• Your task
Copy out each line below exactly as it appears.

• The input
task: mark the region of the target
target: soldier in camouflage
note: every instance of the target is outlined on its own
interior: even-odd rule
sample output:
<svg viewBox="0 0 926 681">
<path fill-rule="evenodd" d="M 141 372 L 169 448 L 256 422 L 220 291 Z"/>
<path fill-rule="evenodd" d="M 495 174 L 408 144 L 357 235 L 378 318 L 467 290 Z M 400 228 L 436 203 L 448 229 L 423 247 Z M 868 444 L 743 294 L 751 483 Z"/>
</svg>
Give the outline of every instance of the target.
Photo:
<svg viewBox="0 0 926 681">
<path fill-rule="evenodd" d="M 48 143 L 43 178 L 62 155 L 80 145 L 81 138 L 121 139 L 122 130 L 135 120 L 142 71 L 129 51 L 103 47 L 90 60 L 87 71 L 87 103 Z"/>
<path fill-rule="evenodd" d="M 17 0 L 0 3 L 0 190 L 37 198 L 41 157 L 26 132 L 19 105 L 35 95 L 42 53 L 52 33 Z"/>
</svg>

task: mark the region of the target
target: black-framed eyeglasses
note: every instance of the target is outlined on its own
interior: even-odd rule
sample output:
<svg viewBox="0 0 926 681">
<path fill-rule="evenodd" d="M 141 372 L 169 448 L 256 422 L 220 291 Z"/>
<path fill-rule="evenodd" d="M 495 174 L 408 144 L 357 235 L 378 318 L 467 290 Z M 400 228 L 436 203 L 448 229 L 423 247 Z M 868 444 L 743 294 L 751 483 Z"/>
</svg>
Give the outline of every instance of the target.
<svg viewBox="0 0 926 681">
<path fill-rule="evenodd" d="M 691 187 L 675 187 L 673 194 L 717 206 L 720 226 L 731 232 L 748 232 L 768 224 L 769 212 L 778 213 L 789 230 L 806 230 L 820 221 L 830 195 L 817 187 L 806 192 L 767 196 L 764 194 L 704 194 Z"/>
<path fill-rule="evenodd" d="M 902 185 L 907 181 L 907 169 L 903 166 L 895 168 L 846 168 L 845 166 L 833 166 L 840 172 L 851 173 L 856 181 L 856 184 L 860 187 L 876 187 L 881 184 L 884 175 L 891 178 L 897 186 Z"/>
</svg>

• Task result
task: mark the region of the target
target: soldier in camouflage
note: every instance of the target is outlined on its own
interior: even-odd rule
sample output:
<svg viewBox="0 0 926 681">
<path fill-rule="evenodd" d="M 141 372 L 169 448 L 256 422 L 220 291 Z"/>
<path fill-rule="evenodd" d="M 495 174 L 408 144 L 357 235 L 378 318 L 467 290 Z M 400 228 L 436 203 L 448 229 L 423 247 Z M 868 444 L 743 294 L 751 483 Z"/>
</svg>
Give the outline of every instance of the target.
Photo:
<svg viewBox="0 0 926 681">
<path fill-rule="evenodd" d="M 48 143 L 43 178 L 62 155 L 80 145 L 81 138 L 121 139 L 122 130 L 135 120 L 142 71 L 129 51 L 103 47 L 90 60 L 87 71 L 87 103 Z"/>
<path fill-rule="evenodd" d="M 17 0 L 0 3 L 0 190 L 37 198 L 41 157 L 26 132 L 19 105 L 35 95 L 42 53 L 52 33 Z"/>
</svg>

task: mark the region of the target
target: black-framed eyeglasses
note: every instance of the target is outlined on its own
interior: even-odd rule
sample output:
<svg viewBox="0 0 926 681">
<path fill-rule="evenodd" d="M 141 372 L 169 448 L 256 422 L 220 291 Z"/>
<path fill-rule="evenodd" d="M 495 174 L 408 144 L 357 235 L 378 318 L 467 290 Z M 400 228 L 436 203 L 448 229 L 423 247 Z M 868 444 L 743 294 L 751 483 Z"/>
</svg>
Give the outline of every instance of the target.
<svg viewBox="0 0 926 681">
<path fill-rule="evenodd" d="M 691 187 L 675 187 L 673 194 L 717 206 L 720 226 L 731 232 L 748 232 L 768 224 L 769 212 L 778 213 L 789 230 L 806 230 L 820 221 L 830 195 L 817 187 L 806 192 L 767 196 L 764 194 L 704 194 Z"/>
<path fill-rule="evenodd" d="M 902 185 L 907 181 L 907 169 L 903 166 L 895 168 L 846 168 L 845 166 L 833 166 L 840 172 L 851 173 L 856 181 L 856 184 L 860 187 L 876 187 L 881 184 L 884 175 L 891 178 L 897 186 Z"/>
</svg>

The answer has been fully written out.